_Task details_
Copy out each line of the material below verbatim.

_Exercise material_
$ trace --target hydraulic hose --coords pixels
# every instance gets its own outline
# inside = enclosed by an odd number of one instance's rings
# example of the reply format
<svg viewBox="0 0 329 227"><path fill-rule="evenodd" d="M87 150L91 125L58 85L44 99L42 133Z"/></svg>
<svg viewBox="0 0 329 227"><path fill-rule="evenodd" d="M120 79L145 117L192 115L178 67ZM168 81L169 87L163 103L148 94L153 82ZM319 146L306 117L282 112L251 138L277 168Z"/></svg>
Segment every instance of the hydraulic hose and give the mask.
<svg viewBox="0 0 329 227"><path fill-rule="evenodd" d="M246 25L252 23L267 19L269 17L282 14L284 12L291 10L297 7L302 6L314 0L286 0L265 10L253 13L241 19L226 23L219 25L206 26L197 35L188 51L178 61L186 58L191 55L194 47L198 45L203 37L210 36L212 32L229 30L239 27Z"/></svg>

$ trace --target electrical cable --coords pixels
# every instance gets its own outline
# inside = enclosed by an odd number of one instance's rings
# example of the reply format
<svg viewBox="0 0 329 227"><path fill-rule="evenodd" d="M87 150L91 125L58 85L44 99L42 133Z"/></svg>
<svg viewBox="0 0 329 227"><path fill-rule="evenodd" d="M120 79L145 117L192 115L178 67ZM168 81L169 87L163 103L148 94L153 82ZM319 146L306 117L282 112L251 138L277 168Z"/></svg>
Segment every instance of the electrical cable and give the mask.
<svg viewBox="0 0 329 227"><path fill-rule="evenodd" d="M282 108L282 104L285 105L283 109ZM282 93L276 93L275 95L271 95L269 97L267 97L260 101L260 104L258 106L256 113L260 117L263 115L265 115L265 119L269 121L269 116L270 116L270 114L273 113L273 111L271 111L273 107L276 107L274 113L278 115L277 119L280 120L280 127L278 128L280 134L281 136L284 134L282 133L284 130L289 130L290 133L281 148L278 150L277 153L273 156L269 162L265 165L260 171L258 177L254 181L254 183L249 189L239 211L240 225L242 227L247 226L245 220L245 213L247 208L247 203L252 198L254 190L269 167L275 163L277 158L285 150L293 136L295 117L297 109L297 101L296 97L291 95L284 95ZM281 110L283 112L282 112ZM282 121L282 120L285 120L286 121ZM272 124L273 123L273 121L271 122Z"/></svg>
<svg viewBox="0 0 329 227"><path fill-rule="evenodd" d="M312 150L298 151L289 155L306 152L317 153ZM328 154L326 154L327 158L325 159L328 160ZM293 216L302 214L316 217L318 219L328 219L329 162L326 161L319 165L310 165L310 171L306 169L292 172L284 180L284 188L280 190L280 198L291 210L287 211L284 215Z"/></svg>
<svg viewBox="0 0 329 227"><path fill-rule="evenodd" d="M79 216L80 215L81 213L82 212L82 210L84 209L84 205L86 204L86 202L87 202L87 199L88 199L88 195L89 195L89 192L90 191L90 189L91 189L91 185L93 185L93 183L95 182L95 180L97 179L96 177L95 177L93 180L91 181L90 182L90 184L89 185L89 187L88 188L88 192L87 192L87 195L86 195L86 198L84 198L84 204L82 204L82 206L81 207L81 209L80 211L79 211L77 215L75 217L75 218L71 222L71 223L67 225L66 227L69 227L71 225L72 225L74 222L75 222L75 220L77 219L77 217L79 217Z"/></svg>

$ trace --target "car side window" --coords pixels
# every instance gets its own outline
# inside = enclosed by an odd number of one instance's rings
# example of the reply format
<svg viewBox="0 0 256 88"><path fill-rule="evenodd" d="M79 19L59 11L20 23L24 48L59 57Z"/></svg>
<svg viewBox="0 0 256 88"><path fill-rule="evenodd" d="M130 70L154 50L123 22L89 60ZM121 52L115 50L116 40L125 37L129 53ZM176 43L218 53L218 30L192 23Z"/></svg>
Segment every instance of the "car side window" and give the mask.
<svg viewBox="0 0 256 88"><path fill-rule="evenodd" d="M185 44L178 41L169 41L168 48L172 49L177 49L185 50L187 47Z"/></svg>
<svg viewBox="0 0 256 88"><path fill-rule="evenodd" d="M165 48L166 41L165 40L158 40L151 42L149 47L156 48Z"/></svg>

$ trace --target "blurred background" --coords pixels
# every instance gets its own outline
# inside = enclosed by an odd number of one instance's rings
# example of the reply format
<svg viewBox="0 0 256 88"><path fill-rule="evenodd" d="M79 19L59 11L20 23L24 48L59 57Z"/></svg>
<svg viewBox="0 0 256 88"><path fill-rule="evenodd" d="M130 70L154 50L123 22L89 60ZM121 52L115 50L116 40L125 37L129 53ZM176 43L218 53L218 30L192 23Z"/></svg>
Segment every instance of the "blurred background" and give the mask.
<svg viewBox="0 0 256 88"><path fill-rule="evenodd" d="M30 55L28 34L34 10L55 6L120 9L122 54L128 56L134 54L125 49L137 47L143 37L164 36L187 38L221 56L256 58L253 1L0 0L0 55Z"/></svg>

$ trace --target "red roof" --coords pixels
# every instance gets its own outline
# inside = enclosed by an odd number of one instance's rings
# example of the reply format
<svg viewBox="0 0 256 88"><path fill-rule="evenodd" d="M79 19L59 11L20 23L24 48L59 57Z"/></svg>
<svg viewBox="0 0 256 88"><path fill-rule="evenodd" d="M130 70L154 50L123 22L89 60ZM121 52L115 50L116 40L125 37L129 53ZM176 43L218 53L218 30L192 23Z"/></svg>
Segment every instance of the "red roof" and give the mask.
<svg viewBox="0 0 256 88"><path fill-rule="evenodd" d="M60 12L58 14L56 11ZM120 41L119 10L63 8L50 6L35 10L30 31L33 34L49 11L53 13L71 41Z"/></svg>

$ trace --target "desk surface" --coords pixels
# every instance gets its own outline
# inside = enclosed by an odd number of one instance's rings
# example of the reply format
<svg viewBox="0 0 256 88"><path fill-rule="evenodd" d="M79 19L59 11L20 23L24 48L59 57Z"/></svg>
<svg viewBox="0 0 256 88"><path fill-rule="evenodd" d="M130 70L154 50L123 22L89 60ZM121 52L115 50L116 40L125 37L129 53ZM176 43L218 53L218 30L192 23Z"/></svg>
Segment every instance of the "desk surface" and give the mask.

_Finished exercise_
$ trace --target hydraulic hose --coords pixels
# every instance gets its own outline
# inside = enclosed by an odd number of one instance's rings
# example of the reply format
<svg viewBox="0 0 329 227"><path fill-rule="evenodd" d="M87 150L91 125L58 85L44 99L42 133Z"/></svg>
<svg viewBox="0 0 329 227"><path fill-rule="evenodd" d="M120 79L145 117L192 115L178 67ZM168 81L169 87L163 103L148 94L153 82ZM319 146L306 117L282 112L251 138L277 168Z"/></svg>
Segment every instance of the hydraulic hose and give the mask.
<svg viewBox="0 0 329 227"><path fill-rule="evenodd" d="M246 25L252 23L267 19L269 17L282 14L284 12L291 10L297 7L302 6L314 0L286 0L265 10L253 13L241 19L226 23L219 25L206 26L197 35L188 51L178 61L186 58L191 55L194 47L198 45L203 37L210 36L212 32L229 30L239 27Z"/></svg>

$ trace --target electrical cable --coords pixels
# every instance gets its own outline
# inside = enclosed by an odd number of one instance's rings
# example of the reply format
<svg viewBox="0 0 329 227"><path fill-rule="evenodd" d="M87 150L91 125L58 85L44 99L42 133Z"/></svg>
<svg viewBox="0 0 329 227"><path fill-rule="evenodd" d="M120 79L145 117L192 115L178 67ZM168 81L169 87L163 103L148 94L153 82ZM319 146L306 117L282 112L251 138L277 168Z"/></svg>
Segment every instance of the electrical cable and give the mask.
<svg viewBox="0 0 329 227"><path fill-rule="evenodd" d="M282 108L282 104L285 105L283 109ZM282 93L276 93L275 95L271 95L269 97L267 97L260 101L260 104L258 106L256 113L260 117L263 115L265 115L265 119L269 121L269 116L270 116L270 114L273 113L273 111L271 111L273 107L276 107L274 113L278 115L277 119L280 120L280 127L278 128L280 134L281 136L284 134L282 133L284 130L289 130L290 133L281 148L278 150L277 153L273 156L269 162L265 165L260 171L258 177L254 181L254 183L249 189L239 211L240 225L242 227L247 226L245 220L245 213L247 208L247 203L252 198L254 190L269 167L275 163L277 158L285 150L293 136L295 117L297 109L297 101L296 97L291 95L284 95ZM281 110L283 112L282 112ZM282 121L282 120L285 120L286 121ZM272 124L273 123L273 121L271 122Z"/></svg>
<svg viewBox="0 0 329 227"><path fill-rule="evenodd" d="M312 150L298 151L289 155L306 152L317 153ZM328 154L326 154L327 158L325 159L328 160ZM293 216L302 214L316 217L318 219L328 219L329 162L326 161L319 165L310 165L310 171L306 169L292 172L284 180L284 188L280 190L280 198L291 210L287 211L284 215Z"/></svg>
<svg viewBox="0 0 329 227"><path fill-rule="evenodd" d="M79 216L80 215L81 213L82 212L82 210L84 209L84 205L86 204L86 202L87 202L87 199L88 199L88 195L89 195L89 192L90 191L90 189L91 189L91 185L93 185L93 183L95 182L95 180L97 179L96 177L95 177L93 180L91 181L90 182L90 184L89 185L89 187L88 188L88 192L87 192L87 195L86 195L86 198L84 198L84 204L82 204L82 206L81 207L81 209L80 211L79 211L77 215L75 217L75 218L71 222L71 223L67 225L66 227L69 227L71 225L72 225L74 222L75 222L75 220L77 219L77 217L79 217Z"/></svg>

$ trace --target "car side window" --coords pixels
# every instance gets its own outline
# inside = enclosed by an odd number of one instance's rings
# example of the reply format
<svg viewBox="0 0 256 88"><path fill-rule="evenodd" d="M79 19L59 11L20 23L24 48L59 57Z"/></svg>
<svg viewBox="0 0 256 88"><path fill-rule="evenodd" d="M130 70L154 50L123 22L89 60ZM121 52L115 50L116 40L125 37L129 53ZM176 43L218 53L218 30L192 23Z"/></svg>
Segment every instance of the "car side window" and give the mask.
<svg viewBox="0 0 256 88"><path fill-rule="evenodd" d="M185 44L178 41L169 41L168 48L172 49L177 49L185 50L187 47Z"/></svg>
<svg viewBox="0 0 256 88"><path fill-rule="evenodd" d="M165 48L166 41L165 40L158 40L151 42L149 47L156 48Z"/></svg>

$ trace --target "blurred background" --coords pixels
# every instance gets its own outline
# inside = enclosed by an odd number of one instance's rings
# example of the reply format
<svg viewBox="0 0 256 88"><path fill-rule="evenodd" d="M79 19L59 11L20 23L24 48L59 57Z"/></svg>
<svg viewBox="0 0 256 88"><path fill-rule="evenodd" d="M130 70L154 50L123 22L89 60ZM121 52L115 50L116 40L125 37L129 53ZM176 43L218 53L218 30L192 23Z"/></svg>
Segment every instance of the "blurred background" and give the mask.
<svg viewBox="0 0 256 88"><path fill-rule="evenodd" d="M30 55L28 34L34 10L55 6L120 9L122 54L128 56L134 54L125 49L137 47L143 37L164 36L187 38L221 56L256 58L253 1L0 0L0 55Z"/></svg>

$ trace --target "red roof" --coords pixels
# every instance gets its own outline
# inside = enclosed by an odd number of one instance's rings
# example of the reply format
<svg viewBox="0 0 256 88"><path fill-rule="evenodd" d="M79 19L59 11L20 23L24 48L59 57Z"/></svg>
<svg viewBox="0 0 256 88"><path fill-rule="evenodd" d="M130 70L154 50L123 22L89 60ZM121 52L115 50L116 40L125 37L129 53ZM176 43L218 53L218 30L192 23Z"/></svg>
Segment every instance of the "red roof" and give the mask.
<svg viewBox="0 0 256 88"><path fill-rule="evenodd" d="M60 12L58 14L56 11ZM120 41L119 10L63 8L50 6L35 10L30 31L33 34L49 11L53 13L71 41Z"/></svg>

$ trace --target "desk surface" --coords pixels
# every instance gets its own outline
# inside = enclosed by an odd number of one instance's rings
# example of the reply format
<svg viewBox="0 0 256 88"><path fill-rule="evenodd" d="M79 19L59 11L20 23L24 48L59 57Z"/></svg>
<svg viewBox="0 0 256 88"><path fill-rule="evenodd" d="M130 70L154 50L123 22L89 60ZM121 52L115 50L116 40L125 37L129 53ZM176 43L218 53L218 30L192 23Z"/></svg>
Segment every instance of the "desk surface" and give the mask.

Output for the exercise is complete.